Arbeitsfragen:
(a) Welches Intro summte man laut dem Konzertbericht noch Tage später?
(b) Führen Sie den Konzertbericht im Anschluss an seinen letzten Satz fort.

Textauszug:
Instrumentalisierung. Schließlich sollte man noch einmal die musikalische Untermalung hervorheben. Christoph Oleschinski, der Pianist der Abends, untermalte die Stimmen der Chormitglieder so ausdauernd wie abwechslungsreich und hatte sich den finalen Sonderapplaus an jedem Abend redlich verdient. Aber auch der E-Gitarrist und vor allem die drei attraktiven sowie talentierten Streicherinnen sollten in der Aufzählung nicht übergangen werden. Gerade ob der stimmungsvoll-dezent gehaltenen Untermalung blieb das Erlebnis so stark im Hirn haften, dass man sich noch Tage später dabei erwischte, Melodien zu pfeifen, Refrainzeilen zu singen oder das Star-Trek-Intro zu summen.


Kritikwürdige Aspekte


Neue Männer braucht das Land. Es gibt einige Bereiche, da fehlen die Herren der Schöpfung einfach. Jeder, der schon einmal eine Hofpause im Lehrerzimmer einer Grundschule zugebracht hat, weiß so ziemlich genau, wovon ich spreche. Ebenso mangelhaft ist die männliche Beteiligung in Krankenhäusern, Friseurstuben und Flugzeuggängen. Doch auch im Privatsektor setzt sich die Abwesenheit des 'starken Geschlechtes' in vielen Bereichen fort. Kaum ein XY-Chromosom-Träger besucht Klöppelkurse, Tupperparties oder Zumba-Kurse. Leider ist auch der Chorbereich ein klassisches Beispiel für akuten Herrenmangel.

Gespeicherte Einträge
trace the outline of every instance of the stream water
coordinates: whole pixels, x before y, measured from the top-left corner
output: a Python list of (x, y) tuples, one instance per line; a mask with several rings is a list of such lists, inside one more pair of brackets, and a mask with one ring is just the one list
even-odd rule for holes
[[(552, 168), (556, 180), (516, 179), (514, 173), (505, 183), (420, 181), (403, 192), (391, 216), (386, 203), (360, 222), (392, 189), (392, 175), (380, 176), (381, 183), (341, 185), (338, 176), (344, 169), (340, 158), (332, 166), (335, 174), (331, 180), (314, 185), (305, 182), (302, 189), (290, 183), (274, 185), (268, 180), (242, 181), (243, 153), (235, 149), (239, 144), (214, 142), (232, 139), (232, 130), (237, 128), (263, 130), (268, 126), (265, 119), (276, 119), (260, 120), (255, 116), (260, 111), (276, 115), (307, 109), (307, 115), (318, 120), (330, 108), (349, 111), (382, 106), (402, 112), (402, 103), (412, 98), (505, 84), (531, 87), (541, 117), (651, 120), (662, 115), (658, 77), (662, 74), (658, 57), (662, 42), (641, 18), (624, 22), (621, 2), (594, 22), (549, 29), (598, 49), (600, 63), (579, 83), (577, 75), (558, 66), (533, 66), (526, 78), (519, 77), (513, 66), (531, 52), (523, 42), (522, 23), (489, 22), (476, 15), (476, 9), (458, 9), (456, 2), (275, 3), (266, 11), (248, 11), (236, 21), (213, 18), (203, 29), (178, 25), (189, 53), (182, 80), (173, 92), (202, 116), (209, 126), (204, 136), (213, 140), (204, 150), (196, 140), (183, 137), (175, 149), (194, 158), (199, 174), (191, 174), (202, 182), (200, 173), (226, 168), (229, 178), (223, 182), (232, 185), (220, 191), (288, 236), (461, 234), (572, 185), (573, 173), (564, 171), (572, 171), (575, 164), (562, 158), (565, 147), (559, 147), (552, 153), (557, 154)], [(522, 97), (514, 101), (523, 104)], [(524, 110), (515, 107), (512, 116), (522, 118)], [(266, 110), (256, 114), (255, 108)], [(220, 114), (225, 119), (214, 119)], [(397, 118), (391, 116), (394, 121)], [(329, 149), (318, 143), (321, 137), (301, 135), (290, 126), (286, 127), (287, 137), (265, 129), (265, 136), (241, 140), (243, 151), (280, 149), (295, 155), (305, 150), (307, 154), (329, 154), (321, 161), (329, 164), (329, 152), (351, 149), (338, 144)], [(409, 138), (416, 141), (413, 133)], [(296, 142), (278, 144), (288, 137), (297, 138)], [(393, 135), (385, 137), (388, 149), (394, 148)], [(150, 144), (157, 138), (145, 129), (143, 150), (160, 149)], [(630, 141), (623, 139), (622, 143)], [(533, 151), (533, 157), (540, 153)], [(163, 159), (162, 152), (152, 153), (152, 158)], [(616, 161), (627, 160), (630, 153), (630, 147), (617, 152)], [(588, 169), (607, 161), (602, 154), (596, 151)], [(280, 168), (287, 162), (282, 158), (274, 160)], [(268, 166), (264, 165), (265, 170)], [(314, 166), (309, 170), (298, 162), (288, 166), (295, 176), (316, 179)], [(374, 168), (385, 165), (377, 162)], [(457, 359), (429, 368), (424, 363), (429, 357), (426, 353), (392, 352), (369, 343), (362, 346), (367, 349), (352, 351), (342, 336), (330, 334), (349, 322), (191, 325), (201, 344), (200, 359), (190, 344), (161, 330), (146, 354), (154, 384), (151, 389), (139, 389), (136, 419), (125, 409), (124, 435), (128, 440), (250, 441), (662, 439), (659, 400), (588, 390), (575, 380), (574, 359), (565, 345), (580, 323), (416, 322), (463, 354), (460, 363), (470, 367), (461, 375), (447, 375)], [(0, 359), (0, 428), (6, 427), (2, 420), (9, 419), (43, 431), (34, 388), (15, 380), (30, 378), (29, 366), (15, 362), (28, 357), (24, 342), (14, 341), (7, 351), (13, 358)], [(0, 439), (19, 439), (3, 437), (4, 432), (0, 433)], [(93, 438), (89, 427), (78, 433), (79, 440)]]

Lösungen:
(a) Das Star-Trek-Intro.

(b)
Das ist schade, denn viel zu oft mussten die vier männlichen Chormitglieder gegen die geballte (dunkle) Frauenmacht (ca. sechzehn) ansingen und leider zogen sie dort schon allein quantitativ den Kürzeren.
Das kann auch anders gehen!
Vielleicht fühlt sich ja der ein oder andere Leser aus Potsdam oder dem Umland angesprochen und ist bereit, dem Chor, der gern neue Mitglieder in seine Reihen aufnimmt, beizutreten. Informationen dazu lassen sich jedenfalls hier finden.
Das kann man übrigens auch ohne Bariton oder Y-Chromosom tun, denn "Fettes Halleluja" ist beständig auf der Suche nach frischem Blut...



Räumlichkeiten. Auch wenn nicht zuletzt die Nutzung des 'Schaufensters' der FH die kostenlose Veranstaltung erst ermöglichte, bot es nicht unbedingt die Idealvoraussetzungen für ein solches Chorspektakel. Riesige Stützträger, die säulenartig den Blick verstellten, behinderten die Sicht auf den Chor, die Musikanten oder die engagierte Chorleiterin Ulrike Jahn.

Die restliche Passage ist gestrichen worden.